Data to process: Begin
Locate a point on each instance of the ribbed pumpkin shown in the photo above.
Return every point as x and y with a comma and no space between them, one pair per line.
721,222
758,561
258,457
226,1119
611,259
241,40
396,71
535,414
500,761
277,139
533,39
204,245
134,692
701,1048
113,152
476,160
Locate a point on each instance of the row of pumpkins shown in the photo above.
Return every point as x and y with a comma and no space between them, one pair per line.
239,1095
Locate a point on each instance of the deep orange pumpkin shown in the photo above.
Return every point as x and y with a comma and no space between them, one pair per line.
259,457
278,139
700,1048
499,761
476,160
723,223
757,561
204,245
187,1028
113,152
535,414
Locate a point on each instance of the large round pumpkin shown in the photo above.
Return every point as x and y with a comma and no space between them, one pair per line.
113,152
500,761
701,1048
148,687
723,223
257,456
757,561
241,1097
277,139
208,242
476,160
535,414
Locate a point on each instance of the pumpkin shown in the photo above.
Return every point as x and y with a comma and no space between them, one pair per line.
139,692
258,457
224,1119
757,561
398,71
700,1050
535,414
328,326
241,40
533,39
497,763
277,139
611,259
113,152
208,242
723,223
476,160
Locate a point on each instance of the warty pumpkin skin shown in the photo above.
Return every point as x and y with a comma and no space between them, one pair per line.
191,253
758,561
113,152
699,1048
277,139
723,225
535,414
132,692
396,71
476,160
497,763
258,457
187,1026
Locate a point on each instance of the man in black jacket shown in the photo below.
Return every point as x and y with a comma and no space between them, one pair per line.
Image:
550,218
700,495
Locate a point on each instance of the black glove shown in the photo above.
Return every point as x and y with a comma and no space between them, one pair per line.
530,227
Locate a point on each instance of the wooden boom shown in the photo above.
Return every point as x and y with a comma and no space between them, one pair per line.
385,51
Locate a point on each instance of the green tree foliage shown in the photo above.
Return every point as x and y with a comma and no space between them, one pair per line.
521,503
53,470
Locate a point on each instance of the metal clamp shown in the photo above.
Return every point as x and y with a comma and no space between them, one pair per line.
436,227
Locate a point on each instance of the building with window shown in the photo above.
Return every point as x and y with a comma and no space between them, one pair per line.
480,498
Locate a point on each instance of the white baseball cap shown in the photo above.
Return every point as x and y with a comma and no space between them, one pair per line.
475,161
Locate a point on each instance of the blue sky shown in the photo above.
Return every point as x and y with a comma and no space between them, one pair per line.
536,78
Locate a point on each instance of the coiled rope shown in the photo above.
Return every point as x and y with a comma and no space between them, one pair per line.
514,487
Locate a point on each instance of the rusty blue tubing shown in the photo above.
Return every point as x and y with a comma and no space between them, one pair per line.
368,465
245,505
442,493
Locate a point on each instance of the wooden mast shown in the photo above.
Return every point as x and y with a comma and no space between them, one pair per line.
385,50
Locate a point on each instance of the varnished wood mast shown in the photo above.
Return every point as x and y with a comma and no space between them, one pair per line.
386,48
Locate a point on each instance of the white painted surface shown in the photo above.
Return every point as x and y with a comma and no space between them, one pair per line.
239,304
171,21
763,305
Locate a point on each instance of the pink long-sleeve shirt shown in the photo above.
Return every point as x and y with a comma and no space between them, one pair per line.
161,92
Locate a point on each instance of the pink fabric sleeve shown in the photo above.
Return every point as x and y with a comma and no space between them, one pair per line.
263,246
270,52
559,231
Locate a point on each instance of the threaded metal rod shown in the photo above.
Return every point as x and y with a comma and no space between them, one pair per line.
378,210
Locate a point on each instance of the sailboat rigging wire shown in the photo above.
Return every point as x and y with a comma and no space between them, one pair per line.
Data to process: End
# [Task to complete]
The lines above should be duplicated exactly.

# [Answer to this exercise]
Locate a point on each instance of the ribbed pumpkin shown in the photo above.
Return every point as x and y with a comma and no space between them, one pair per line.
721,222
758,561
258,457
226,1119
611,259
241,40
396,71
535,414
500,761
277,139
533,39
204,245
134,692
701,1048
113,152
476,160
Locate a point on each instance of the row of pumpkins shown in the photo above.
Return every point as x and y with a comma and no space between them, one pair per line.
239,1095
Locate a point on each instance of the deep orange pumpkin shown in the photo above.
Return every point as x and y with a comma and no space between them, one pair per line.
259,457
278,139
700,1048
499,761
476,160
723,223
757,561
204,245
187,1028
113,152
535,414
Locate a point on each instance of the large round pumpkin shown in the photo above.
Return every point as x and y with a comma and no space between them, one pair per line.
113,152
500,761
701,1048
148,687
723,223
257,456
757,561
241,1097
277,139
208,242
476,160
535,414
Locate a point on each instance of the pumpkin shown in the photo above.
Return every point as x and y with a comma and no space between them, one pair per line.
139,692
258,457
224,1119
757,561
398,71
700,1050
535,414
328,326
241,40
533,39
497,763
277,139
611,259
113,152
208,242
723,223
476,160
Locate a point on each instance of the warty pumpkin skin shown in the photo above.
Return every point as x and y with a comma and no space between them, one pair per line.
191,253
758,561
113,152
699,1048
277,139
723,225
535,414
132,692
396,71
476,160
497,763
258,457
187,1026
Locate a point on each instance of the man in black jacket shown in the photo below.
Return every point as x and y with a comma and no space between them, one pair per line.
Image:
550,218
700,495
Locate a point on each instance of the black glove shown in the photo above.
Return every point as x and y with a comma and no space between them, one pair per line.
530,227
Locate a point on each instance of the wooden boom shown in the photo above.
Return every point as x and y with a comma and no space between them, one pair per line.
385,51
Locate a point on each instance of the green tree foliage shown in the photo above.
Return every point as x and y with a comma and no space between them, one pair per line.
521,503
53,470
Locate a point on each instance of the metal clamp shown in the photo above.
Return every point as x and y with a comma and no space between them, one pair per line.
436,227
Locate a point on each instance of the building with window shown in the photo above.
Return every point as x and y with a comma and no space between them, one pair per line.
480,498
Locate a point on each instance of the white baseball cap shown in the photo above.
Return every point as x and y with a comma and no space between them, one pair per line.
475,161
Locate a point on each instance of the blue sky shown in the photo above.
Return every point as x and y with a comma and no space between them, one pair per line.
536,78
Locate a point on each instance of the coiled rope shown in the photo above.
Return every point as x and y with a comma and no space between them, one pair per line.
514,487
Locate a point on each instance of the rusty blue tubing shown in the photo above.
Return every point as x and y with a comma and no space between them, one pair per line.
368,465
245,505
442,493
Locate a point on each instance of the wooden mast shown in the photo above.
Return every point as x and y with a comma and no space between them, one pair per line.
385,50
Locate a point on each instance of the varnished wood mast shown in the photo above.
Return every point as x and y with a comma and no space between them, one pair per line.
386,48
Locate a point on each instance of the white painted surface shown in the photo above.
Return every point as x and y with a comma and no space between them, one pair per line.
239,304
171,21
763,305
Locate a point on each instance of the pink long-sleeve shirt shown in the photo above.
Return every point as x and y with a comma and no space between them, one pair per line.
161,92
Locate a point on each instance of the pink fabric sleeve shown in the photo above.
Return every point as x and y with a comma and no space between them, one pair per line.
263,246
270,52
559,231
Locate a point on each instance of the threaded metal rod shown in the photo above.
Return every point as x and y with a comma and no space between them, one pair per line.
378,210
Locate a point on each instance of the sailboat rigging wire shown in the photo above.
Return every point as x and y with a comma and no space between them, one pair per line.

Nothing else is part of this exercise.